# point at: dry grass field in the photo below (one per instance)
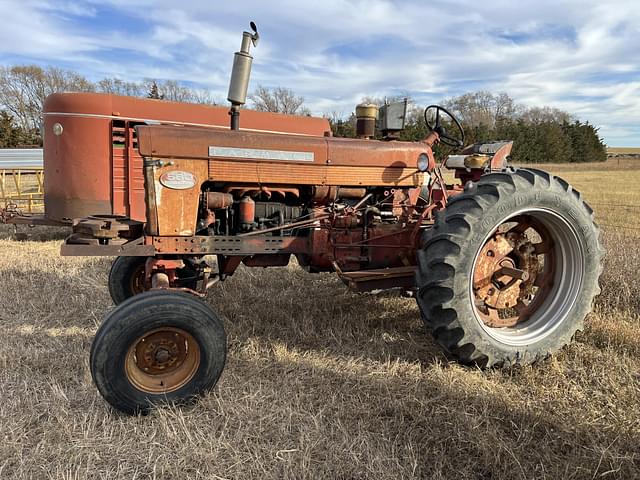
(623, 150)
(322, 383)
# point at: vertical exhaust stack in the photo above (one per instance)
(239, 84)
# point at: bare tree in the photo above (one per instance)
(546, 114)
(175, 92)
(24, 88)
(278, 100)
(117, 86)
(483, 108)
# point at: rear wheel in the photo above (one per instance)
(510, 269)
(157, 347)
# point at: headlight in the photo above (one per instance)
(423, 162)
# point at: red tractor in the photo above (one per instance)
(504, 263)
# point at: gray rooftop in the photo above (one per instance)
(21, 158)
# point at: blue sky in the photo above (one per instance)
(580, 56)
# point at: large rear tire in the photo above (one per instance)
(510, 269)
(157, 347)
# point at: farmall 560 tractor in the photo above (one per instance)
(504, 264)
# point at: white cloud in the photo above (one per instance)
(582, 56)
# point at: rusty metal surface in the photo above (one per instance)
(129, 249)
(177, 209)
(80, 179)
(512, 274)
(141, 109)
(229, 245)
(162, 360)
(218, 200)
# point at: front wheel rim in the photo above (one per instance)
(162, 360)
(536, 284)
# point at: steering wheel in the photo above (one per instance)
(446, 138)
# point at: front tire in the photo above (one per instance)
(157, 347)
(510, 269)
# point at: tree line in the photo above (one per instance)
(540, 134)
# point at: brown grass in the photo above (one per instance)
(322, 383)
(623, 150)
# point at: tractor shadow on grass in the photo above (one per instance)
(316, 312)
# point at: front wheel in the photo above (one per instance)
(157, 347)
(510, 269)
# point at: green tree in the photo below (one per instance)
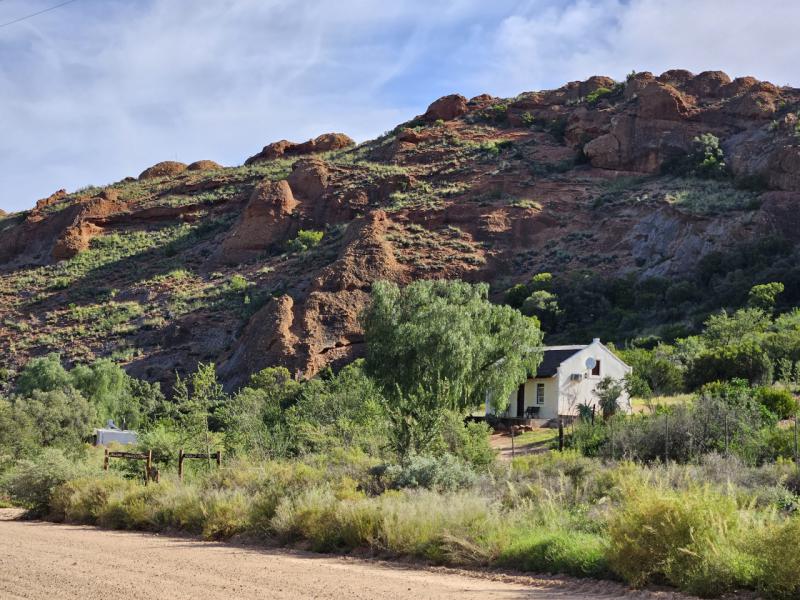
(763, 296)
(60, 418)
(254, 418)
(608, 392)
(44, 374)
(745, 360)
(196, 399)
(435, 346)
(105, 385)
(722, 329)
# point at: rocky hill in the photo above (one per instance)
(619, 189)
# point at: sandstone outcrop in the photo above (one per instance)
(323, 143)
(266, 220)
(569, 181)
(204, 165)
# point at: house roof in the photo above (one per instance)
(553, 357)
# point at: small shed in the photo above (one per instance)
(113, 434)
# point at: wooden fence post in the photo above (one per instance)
(727, 435)
(148, 467)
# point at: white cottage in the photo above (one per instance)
(566, 377)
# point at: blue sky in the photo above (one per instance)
(100, 89)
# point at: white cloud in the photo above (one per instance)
(548, 43)
(101, 89)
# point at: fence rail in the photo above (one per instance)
(151, 472)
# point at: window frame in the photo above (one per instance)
(596, 372)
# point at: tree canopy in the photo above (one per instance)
(441, 345)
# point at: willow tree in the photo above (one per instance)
(438, 346)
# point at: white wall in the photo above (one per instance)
(574, 392)
(562, 394)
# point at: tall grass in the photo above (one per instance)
(558, 513)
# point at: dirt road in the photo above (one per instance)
(45, 561)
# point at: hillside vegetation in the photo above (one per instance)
(328, 314)
(653, 202)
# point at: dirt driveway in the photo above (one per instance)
(45, 561)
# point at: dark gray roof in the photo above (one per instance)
(552, 359)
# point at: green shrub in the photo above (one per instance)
(566, 552)
(309, 516)
(226, 514)
(443, 473)
(238, 283)
(305, 240)
(31, 483)
(424, 524)
(778, 401)
(780, 561)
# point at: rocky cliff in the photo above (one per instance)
(190, 263)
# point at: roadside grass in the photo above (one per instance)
(691, 526)
(647, 404)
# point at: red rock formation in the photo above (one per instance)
(266, 220)
(204, 165)
(323, 143)
(446, 108)
(167, 168)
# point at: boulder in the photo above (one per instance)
(676, 77)
(446, 108)
(204, 165)
(52, 199)
(167, 168)
(266, 220)
(661, 101)
(309, 178)
(708, 84)
(322, 143)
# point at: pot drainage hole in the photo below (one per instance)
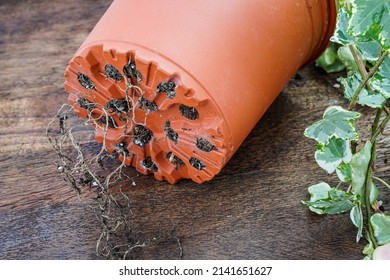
(197, 163)
(189, 112)
(142, 135)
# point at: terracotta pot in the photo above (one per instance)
(199, 75)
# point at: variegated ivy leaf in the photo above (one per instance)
(327, 200)
(331, 155)
(370, 19)
(369, 49)
(368, 98)
(336, 122)
(381, 80)
(381, 226)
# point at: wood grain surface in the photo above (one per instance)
(251, 210)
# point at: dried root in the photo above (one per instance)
(83, 163)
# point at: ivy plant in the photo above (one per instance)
(360, 44)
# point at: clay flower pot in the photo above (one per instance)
(177, 86)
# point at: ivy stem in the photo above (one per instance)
(382, 181)
(376, 128)
(367, 185)
(362, 69)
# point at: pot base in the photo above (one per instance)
(156, 116)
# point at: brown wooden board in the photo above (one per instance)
(251, 210)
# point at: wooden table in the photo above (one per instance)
(251, 210)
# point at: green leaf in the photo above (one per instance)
(370, 18)
(343, 171)
(346, 57)
(327, 200)
(368, 98)
(357, 219)
(336, 122)
(381, 226)
(381, 80)
(329, 60)
(359, 167)
(369, 49)
(330, 156)
(340, 34)
(318, 192)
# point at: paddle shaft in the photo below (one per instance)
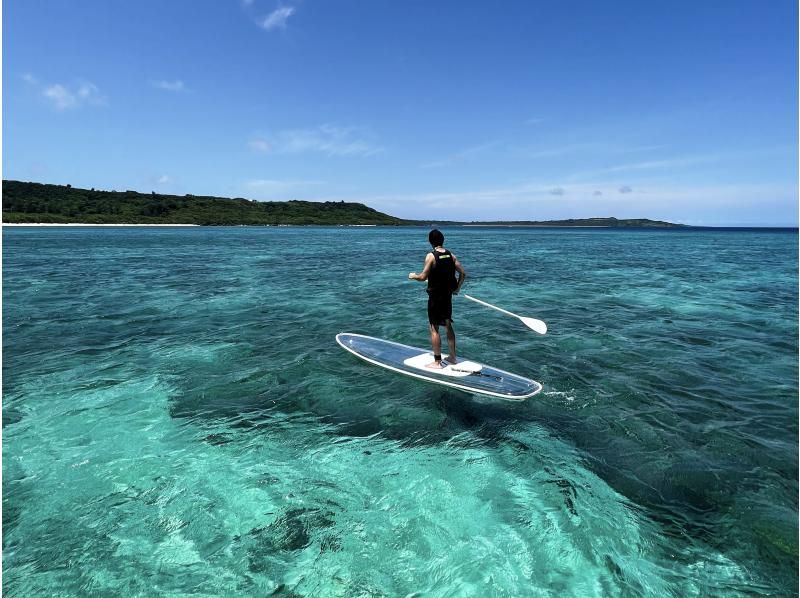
(508, 313)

--------------------------------------------------

• What is being asked: Would you copy out every line of the data above exactly, minus the pictures?

• Written response:
# point at: dry grass field in the photo below (one per instance)
(623, 150)
(322, 383)
# point at: vertical exhaust stack in the photo above (one per instance)
(239, 84)
# point at: bare tree in the photo above (one per instance)
(546, 114)
(175, 92)
(24, 88)
(278, 100)
(117, 86)
(483, 108)
# point at: rear wheel in the photo above (one per instance)
(510, 269)
(157, 347)
# point at: headlight in the photo above (one per instance)
(423, 162)
# point at: red tractor in the photo above (one per instance)
(504, 263)
# point at: gray rooftop in the photo above (one per instance)
(21, 158)
# point at: blue sky in the photo above (one per instance)
(580, 56)
# point at: large rear tire in the photo above (one per instance)
(510, 269)
(157, 347)
# point at: farmall 560 tractor in the photo above (one per instance)
(504, 264)
# point at: white cloud in the photo above (one per instance)
(582, 56)
# point at: rusty metal surface in the photo above (one per instance)
(129, 249)
(177, 209)
(80, 179)
(512, 274)
(141, 109)
(229, 245)
(162, 360)
(218, 200)
# point at: front wheel rim in the photo above (one per instance)
(162, 360)
(536, 284)
# point at: steering wheel in the photo above (one per instance)
(446, 138)
# point at: front tire in the photo above (one per instance)
(157, 347)
(510, 269)
# point at: tree line in the photo above (one per instance)
(540, 134)
# point at: brown grass in the photo above (one per instance)
(322, 383)
(623, 150)
# point at: tractor shadow on grass in the photo above (one per instance)
(316, 312)
# point at: front wheel in the photo above (one per instance)
(157, 347)
(510, 269)
# point at: green tree in the photo below (one per instance)
(763, 296)
(60, 418)
(254, 418)
(608, 392)
(44, 374)
(745, 360)
(196, 399)
(435, 346)
(105, 385)
(722, 329)
# point at: rocky hill in the photo above (one per instance)
(619, 189)
# point at: sandstone outcrop in the photo above (one per instance)
(323, 143)
(266, 220)
(569, 181)
(204, 165)
# point at: house roof in the photo above (one per instance)
(553, 357)
# point at: small shed in the photo above (one per instance)
(113, 434)
# point at: wooden fence post in the photo above (one per instance)
(727, 435)
(148, 467)
# point at: white cottage in the photo above (one per instance)
(566, 377)
# point at: blue sky in the photo above (one per instance)
(100, 89)
# point at: white cloud in the photo above (one per instance)
(548, 43)
(101, 89)
# point at: fence rail in the photo above (one per instance)
(151, 472)
# point at: window frame in the photo above (one per instance)
(596, 372)
# point at: tree canopy in the photo above (one per instance)
(441, 345)
# point at: willow tree in the photo above (one per instance)
(438, 346)
# point at: white wall in the photo above (one per instance)
(574, 392)
(562, 394)
# point at: tall grass in the photo above (one per instance)
(558, 513)
# point at: dirt road in the photo above (one per instance)
(45, 561)
# point at: hillside vegetation in the photo above (one per instance)
(328, 314)
(653, 202)
# point at: dirt driveway in the photo above (one per instance)
(45, 561)
# point at: dark gray roof in the photo above (one per instance)
(552, 359)
# point at: green shrub in the photo above (one per instance)
(566, 552)
(309, 516)
(226, 514)
(443, 473)
(238, 283)
(305, 240)
(31, 483)
(424, 524)
(778, 401)
(780, 561)
# point at: rocky cliff in the photo above (one per instance)
(190, 263)
# point at: roadside grass in the photo above (one per instance)
(691, 526)
(647, 404)
# point at: red rock formation in the photo above (one per instance)
(266, 220)
(204, 165)
(323, 143)
(446, 108)
(167, 168)
# point at: boulder in the photo above (one per instance)
(676, 77)
(446, 108)
(204, 165)
(52, 199)
(167, 168)
(266, 220)
(661, 101)
(309, 178)
(708, 84)
(322, 143)
# point at: pot drainage hole in the photo below (one per instance)
(197, 163)
(189, 112)
(142, 135)
# point at: terracotta pot in the photo above (one per instance)
(199, 75)
# point at: variegated ivy leaf in the photo above (one per instance)
(327, 200)
(331, 155)
(370, 19)
(369, 49)
(368, 98)
(336, 122)
(381, 80)
(381, 226)
# point at: wood grain surface in the photo above (one per instance)
(251, 210)
# point at: dried root in the photo above (one per instance)
(83, 163)
# point at: ivy plant in the photo above (one per instance)
(360, 44)
# point at: clay flower pot in the photo above (one per instance)
(177, 86)
# point at: ivy stem in the photo above (one per instance)
(382, 181)
(376, 128)
(367, 185)
(362, 69)
# point at: pot base in the photo above (one per instance)
(156, 116)
# point at: brown wooden board in the photo above (one per instance)
(251, 210)
# point at: wooden table in the photo above (one per instance)
(251, 210)
# point at: green leaf in the photo above (one per instance)
(370, 18)
(343, 171)
(346, 57)
(327, 200)
(368, 98)
(357, 219)
(336, 122)
(381, 226)
(381, 80)
(329, 60)
(359, 167)
(369, 49)
(330, 156)
(340, 34)
(318, 192)
# point at: paddle shaft in the photo below (one per instance)
(508, 313)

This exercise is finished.